Return every line of the records below that contains the string "pool", copied unchanged.

>> start ENTRIES PROVIDED

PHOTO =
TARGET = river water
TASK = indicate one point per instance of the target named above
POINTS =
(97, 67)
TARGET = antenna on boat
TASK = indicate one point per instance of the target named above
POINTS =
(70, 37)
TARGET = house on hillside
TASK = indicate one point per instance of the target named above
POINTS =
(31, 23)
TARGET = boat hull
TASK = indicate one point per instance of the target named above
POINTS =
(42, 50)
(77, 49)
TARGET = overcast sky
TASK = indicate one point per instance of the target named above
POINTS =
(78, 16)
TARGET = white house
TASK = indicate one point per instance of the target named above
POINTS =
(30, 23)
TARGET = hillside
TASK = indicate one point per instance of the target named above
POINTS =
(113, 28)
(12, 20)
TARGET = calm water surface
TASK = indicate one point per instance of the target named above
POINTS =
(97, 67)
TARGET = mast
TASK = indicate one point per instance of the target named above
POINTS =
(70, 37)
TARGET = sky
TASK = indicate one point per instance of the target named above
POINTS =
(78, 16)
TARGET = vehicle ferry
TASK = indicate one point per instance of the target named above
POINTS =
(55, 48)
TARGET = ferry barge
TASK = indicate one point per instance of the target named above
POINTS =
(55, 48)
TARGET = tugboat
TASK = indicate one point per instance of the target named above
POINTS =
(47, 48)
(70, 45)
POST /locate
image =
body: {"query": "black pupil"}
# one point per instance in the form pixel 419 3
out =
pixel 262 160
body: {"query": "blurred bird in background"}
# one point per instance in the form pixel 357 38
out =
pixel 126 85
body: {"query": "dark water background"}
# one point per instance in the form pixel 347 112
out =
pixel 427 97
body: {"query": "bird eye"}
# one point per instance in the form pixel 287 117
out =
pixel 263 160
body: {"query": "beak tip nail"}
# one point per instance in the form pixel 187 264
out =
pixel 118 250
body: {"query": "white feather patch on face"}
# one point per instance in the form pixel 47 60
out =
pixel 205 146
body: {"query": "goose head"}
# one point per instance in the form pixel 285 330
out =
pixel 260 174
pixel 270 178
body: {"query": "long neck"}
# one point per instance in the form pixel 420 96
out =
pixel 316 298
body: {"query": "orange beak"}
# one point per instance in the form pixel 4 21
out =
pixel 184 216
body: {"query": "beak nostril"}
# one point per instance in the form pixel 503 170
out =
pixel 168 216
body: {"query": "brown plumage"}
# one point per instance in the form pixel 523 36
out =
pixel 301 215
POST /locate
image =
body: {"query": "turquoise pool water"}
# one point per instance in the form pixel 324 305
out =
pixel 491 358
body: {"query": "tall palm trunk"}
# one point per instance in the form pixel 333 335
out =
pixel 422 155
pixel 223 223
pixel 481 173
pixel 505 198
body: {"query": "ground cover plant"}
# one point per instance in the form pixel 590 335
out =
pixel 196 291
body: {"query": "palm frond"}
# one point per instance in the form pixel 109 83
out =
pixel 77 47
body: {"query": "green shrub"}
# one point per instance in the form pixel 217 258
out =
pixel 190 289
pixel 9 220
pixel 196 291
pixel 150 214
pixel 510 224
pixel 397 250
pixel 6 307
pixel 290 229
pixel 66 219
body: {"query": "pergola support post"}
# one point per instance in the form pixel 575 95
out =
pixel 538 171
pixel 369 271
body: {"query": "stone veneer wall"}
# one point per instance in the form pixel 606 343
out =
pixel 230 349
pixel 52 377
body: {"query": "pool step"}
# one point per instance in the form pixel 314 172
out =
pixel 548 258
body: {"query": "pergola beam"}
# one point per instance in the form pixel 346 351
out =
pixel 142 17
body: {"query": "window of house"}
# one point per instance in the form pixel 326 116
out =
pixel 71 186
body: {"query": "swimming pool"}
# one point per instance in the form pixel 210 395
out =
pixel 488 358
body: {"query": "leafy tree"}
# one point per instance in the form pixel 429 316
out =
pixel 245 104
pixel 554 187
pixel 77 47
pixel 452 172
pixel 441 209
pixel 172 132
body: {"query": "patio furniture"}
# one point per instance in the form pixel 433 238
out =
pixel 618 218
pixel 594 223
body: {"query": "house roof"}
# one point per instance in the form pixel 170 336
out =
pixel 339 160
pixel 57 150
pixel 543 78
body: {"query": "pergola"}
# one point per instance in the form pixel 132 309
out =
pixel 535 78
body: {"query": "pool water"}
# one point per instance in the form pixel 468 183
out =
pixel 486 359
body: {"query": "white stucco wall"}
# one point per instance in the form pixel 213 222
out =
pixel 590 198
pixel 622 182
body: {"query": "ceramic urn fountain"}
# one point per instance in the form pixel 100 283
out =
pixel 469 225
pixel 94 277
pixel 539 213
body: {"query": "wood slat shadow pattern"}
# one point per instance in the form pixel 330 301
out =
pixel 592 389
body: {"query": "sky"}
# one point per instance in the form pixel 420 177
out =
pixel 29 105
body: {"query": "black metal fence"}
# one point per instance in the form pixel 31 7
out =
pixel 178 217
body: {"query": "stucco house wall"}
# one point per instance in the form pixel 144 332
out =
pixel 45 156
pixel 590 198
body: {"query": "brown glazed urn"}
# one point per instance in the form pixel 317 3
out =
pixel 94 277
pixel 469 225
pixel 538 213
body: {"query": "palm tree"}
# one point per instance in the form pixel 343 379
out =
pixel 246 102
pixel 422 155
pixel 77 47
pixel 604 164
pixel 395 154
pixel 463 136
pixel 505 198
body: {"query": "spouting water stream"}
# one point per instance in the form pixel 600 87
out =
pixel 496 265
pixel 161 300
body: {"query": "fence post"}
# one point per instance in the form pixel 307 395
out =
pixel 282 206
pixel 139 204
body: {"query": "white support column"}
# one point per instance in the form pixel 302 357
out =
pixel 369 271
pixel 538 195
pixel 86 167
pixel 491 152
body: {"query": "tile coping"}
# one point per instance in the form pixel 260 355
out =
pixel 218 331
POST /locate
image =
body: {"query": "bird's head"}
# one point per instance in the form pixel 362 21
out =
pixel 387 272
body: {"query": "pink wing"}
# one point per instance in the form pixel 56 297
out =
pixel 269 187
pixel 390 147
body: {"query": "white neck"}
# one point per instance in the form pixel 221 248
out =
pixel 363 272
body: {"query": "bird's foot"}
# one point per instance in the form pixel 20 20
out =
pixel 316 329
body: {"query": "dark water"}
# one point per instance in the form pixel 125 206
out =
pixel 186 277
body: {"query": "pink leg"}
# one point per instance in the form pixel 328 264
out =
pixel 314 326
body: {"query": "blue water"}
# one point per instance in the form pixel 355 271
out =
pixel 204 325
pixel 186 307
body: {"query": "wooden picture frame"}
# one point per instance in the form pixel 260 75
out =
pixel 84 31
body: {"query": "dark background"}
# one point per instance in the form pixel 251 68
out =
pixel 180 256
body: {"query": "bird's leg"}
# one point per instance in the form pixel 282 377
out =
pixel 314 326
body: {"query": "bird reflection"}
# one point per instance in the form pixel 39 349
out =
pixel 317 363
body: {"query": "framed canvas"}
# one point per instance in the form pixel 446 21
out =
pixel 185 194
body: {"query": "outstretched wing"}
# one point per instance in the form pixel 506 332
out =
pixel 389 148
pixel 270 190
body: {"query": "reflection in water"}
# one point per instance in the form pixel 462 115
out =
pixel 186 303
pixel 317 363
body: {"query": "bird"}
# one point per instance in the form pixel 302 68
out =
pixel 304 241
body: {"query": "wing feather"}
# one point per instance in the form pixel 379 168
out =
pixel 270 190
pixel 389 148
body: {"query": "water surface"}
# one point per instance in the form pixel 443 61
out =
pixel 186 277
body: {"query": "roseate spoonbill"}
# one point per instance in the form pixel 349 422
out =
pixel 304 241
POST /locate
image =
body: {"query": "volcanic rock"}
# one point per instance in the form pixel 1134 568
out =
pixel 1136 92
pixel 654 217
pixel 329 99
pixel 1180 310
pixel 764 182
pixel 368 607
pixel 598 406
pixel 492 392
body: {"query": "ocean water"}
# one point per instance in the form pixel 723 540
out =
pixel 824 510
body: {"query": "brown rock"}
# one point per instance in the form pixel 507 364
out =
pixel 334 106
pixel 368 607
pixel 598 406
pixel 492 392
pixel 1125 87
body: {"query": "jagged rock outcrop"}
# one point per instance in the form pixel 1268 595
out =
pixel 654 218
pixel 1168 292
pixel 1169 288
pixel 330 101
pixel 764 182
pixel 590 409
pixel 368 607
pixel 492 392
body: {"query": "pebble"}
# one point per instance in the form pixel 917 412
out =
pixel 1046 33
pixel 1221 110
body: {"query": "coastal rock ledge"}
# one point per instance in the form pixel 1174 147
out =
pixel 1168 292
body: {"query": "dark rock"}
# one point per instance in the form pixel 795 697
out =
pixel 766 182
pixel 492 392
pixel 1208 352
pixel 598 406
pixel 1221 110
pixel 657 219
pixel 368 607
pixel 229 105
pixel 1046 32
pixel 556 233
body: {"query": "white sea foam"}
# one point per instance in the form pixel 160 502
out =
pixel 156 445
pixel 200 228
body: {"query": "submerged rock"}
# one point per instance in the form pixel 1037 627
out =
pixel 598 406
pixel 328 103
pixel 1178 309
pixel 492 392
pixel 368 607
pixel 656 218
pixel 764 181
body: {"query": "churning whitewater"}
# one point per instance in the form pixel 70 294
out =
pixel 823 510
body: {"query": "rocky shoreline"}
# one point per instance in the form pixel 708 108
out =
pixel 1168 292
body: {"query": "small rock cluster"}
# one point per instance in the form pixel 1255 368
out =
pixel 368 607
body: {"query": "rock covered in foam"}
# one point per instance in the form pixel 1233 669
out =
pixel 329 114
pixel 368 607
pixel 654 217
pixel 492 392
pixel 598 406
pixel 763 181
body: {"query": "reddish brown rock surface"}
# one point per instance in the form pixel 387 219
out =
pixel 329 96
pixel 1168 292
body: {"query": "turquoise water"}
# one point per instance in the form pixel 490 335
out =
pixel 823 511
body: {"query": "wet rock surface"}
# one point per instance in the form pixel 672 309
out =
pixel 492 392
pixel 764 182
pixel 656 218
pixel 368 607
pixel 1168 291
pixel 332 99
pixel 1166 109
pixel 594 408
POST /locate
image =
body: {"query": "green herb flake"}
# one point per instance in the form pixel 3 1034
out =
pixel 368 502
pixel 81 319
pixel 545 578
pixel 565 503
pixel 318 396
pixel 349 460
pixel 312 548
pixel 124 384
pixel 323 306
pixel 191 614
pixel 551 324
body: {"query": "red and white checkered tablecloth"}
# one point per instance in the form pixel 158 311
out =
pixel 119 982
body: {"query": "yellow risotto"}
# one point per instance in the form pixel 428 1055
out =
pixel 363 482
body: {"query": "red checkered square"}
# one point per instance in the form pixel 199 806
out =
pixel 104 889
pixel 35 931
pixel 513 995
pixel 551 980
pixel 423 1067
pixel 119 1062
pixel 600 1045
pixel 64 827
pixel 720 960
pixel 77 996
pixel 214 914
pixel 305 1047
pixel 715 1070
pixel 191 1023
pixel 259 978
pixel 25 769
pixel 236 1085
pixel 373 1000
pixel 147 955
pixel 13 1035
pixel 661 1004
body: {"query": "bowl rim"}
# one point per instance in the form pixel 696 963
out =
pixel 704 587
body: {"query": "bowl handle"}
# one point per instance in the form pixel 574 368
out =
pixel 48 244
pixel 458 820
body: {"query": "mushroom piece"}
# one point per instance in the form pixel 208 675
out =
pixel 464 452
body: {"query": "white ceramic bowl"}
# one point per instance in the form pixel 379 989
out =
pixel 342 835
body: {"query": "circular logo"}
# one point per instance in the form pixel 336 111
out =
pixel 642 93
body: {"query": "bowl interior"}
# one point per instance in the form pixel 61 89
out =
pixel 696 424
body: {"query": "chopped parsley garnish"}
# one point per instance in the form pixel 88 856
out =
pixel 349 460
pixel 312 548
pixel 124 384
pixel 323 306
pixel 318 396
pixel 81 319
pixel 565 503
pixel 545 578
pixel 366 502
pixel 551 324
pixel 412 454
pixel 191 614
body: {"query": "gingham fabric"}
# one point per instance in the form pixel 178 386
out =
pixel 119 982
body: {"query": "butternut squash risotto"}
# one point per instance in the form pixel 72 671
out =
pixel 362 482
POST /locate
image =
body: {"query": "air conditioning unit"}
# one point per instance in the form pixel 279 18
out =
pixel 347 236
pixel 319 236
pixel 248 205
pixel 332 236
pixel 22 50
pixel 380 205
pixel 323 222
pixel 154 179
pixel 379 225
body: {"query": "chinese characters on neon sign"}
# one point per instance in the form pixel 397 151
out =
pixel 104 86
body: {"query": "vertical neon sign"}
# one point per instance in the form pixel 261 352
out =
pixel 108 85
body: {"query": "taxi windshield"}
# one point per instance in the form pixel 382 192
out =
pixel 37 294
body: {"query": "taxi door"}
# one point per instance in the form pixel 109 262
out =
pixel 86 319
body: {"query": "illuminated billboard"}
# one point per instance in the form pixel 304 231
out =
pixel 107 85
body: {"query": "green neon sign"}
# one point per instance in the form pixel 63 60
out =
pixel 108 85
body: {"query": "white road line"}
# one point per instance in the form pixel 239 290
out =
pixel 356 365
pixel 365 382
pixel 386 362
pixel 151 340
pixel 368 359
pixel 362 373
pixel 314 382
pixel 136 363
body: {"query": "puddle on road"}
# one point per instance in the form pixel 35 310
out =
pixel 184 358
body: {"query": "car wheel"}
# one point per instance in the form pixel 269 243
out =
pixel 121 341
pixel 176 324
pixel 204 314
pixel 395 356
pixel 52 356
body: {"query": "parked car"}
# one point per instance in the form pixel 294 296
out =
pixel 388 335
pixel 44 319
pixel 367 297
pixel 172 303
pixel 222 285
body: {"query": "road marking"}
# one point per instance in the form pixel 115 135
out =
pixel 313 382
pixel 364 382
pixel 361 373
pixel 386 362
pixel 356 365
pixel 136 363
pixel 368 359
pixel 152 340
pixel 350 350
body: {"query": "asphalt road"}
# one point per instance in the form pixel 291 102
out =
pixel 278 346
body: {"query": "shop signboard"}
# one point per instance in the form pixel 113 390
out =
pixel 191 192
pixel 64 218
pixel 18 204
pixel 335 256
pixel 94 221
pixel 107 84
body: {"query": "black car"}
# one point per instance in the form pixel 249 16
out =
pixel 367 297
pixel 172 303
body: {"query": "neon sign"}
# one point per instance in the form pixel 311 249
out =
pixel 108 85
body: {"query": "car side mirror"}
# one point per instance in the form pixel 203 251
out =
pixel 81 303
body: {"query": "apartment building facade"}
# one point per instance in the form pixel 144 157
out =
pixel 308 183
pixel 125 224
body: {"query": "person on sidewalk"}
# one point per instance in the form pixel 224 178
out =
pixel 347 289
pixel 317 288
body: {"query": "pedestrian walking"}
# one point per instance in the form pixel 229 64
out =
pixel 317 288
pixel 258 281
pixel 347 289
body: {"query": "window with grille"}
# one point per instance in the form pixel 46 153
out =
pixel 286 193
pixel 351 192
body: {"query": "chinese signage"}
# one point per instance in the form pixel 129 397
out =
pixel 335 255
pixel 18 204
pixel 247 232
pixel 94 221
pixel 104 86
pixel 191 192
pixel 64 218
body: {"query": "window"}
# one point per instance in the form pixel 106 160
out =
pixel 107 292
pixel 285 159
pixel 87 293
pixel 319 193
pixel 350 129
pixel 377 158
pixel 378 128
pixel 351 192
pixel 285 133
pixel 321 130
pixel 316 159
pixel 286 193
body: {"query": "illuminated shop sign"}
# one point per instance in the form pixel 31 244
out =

>> end ENTRIES PROVIDED

PROBLEM SOLUTION:
body: {"query": "turquoise pool water"}
body: {"query": "pool step"}
body: {"query": "swimming pool"}
body: {"query": "pool water"}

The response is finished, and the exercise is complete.